=== Given problem ===
In the passage on lottery play below, why does the proposed experiment treat the $20 participation payment as already given to participants? Answer in one to three sentences.

=== Passage given ===
******************************

And yet, people are willing to pay nontrivial sums for the chance to play such lotteries. Powerball tickets sell for about $2 each, and some people buy tickets every week. If you do that and live to be 80, you will spend some $8,000 on lottery tickets during your lifetime, which results in this expected utility: (1-4*10^-6) ln(20-0.08) + 4*10^-6 ln(1020) = 2.9917399955 hQALY.
You have now sacrificed 0.004 hectoQALY, which is to say 0.4 QALY—that’s months of happiness you’ve given up to play this stupid pointless game.

Which shouldn’t be surprising, as (with 99.9996% probability) you have given up four months of your lifetime income with nothing to show for it. Lifetime income of $2 million / lifespan of 80 years = $25,000 per year; $8,000 / $25,000 = 0.32. You’ve actually sacrificed slightly more than this, which comes from your risk aversion.

Why would anyone do such a thing? Because while the difference between 0 and 10^-9 may be trivial, the difference between “impossible” and “almost impossible” feels enormous. “You can’t win if you don’t play!” they say, but they might as well say “You can’t win if you do play either.” Indeed, the probability of winning without playing isn’t zero; you could find a winning ticket lying on the ground, or win due to an error that is then upheld in court, or be given the winnings bequeathed by a dying family member or gifted by an anonymous donor. These are of course vanishingly unlikely—but so was winning in the first place. You’re talking about the difference between 10^-9 and 10^-12, which in proportional terms sounds like a lot—but in absolute terms is nothing. If you drive to a drug store every week to buy a ticket, you are more likely to die in a car accident on the way to the drug store than you are to win the lottery.

Of course, these are not experimental conditions. So I need to devise a similar game, with smaller stakes but still large enough for people’s brains to care about the “almost impossible” category; maybe thousands? It’s not uncommon for an economics experiment to cost thousands, it’s just usually paid out to many people instead of randomly to one person or nobody. Conducting the experiment in an underdeveloped country like India would also effectively amplify the amounts paid, but at the fixed cost of transporting the research team to India.

But I think in general terms the experiment could look something like this. You are given $20 for participating in the experiment (we treat it as already given to you, to maximize your loss aversion and endowment effect and thereby give us more bang for our buck). You then have a chance to play a game, where you pay $X to get a P probability of $Y*X, and we vary these numbers.

The actual participants wouldn’t see the variables, just the numbers and possibly the rules: “You can pay $2 for a 1% chance of winning $200. You can also play multiple times if you wish.” “You can pay $10 for a 5% chance of winning $250. You can only play once or not at all.”

So I think the first step is to find some dilemmas, cases where people feel ambivalent, and different people differ in their choices. That’s a good role for a pilot study.

Then we take these dilemmas and start varying their probabilities slightly.

In particular, we try to vary them at the edge of where people have mental categories. If subjective probability is continuous, a slight change in actual probability should never result in a large change in behavior, and furthermore the effect of a change shouldn’t vary too much depending on where the change starts.

******************************

=== Record list ===
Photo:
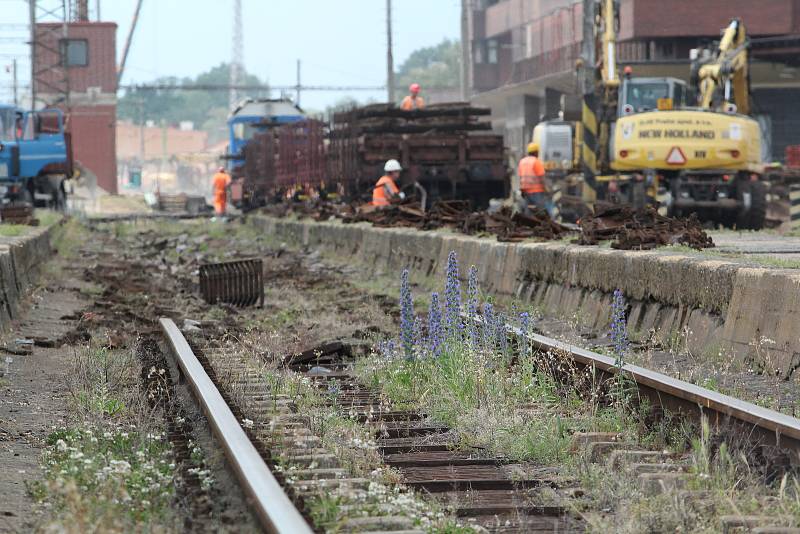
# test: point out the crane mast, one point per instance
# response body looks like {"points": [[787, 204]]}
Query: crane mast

******************************

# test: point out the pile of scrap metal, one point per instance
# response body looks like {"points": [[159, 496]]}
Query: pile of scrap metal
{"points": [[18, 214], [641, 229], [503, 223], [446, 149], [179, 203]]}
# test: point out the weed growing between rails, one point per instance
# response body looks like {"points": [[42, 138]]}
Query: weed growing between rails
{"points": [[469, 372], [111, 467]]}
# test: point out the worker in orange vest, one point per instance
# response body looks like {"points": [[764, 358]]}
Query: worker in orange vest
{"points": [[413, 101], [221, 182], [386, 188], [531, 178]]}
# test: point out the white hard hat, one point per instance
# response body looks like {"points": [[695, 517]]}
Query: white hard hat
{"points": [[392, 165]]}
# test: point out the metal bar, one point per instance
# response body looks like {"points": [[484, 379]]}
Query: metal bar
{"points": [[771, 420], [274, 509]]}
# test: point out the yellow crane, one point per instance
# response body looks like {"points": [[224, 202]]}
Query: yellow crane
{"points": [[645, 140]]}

******************************

=== Solution to the exercise ===
The payment is treated as already given in order to maximize participants' loss aversion and endowment effect. That gives the researchers more bang for their buck.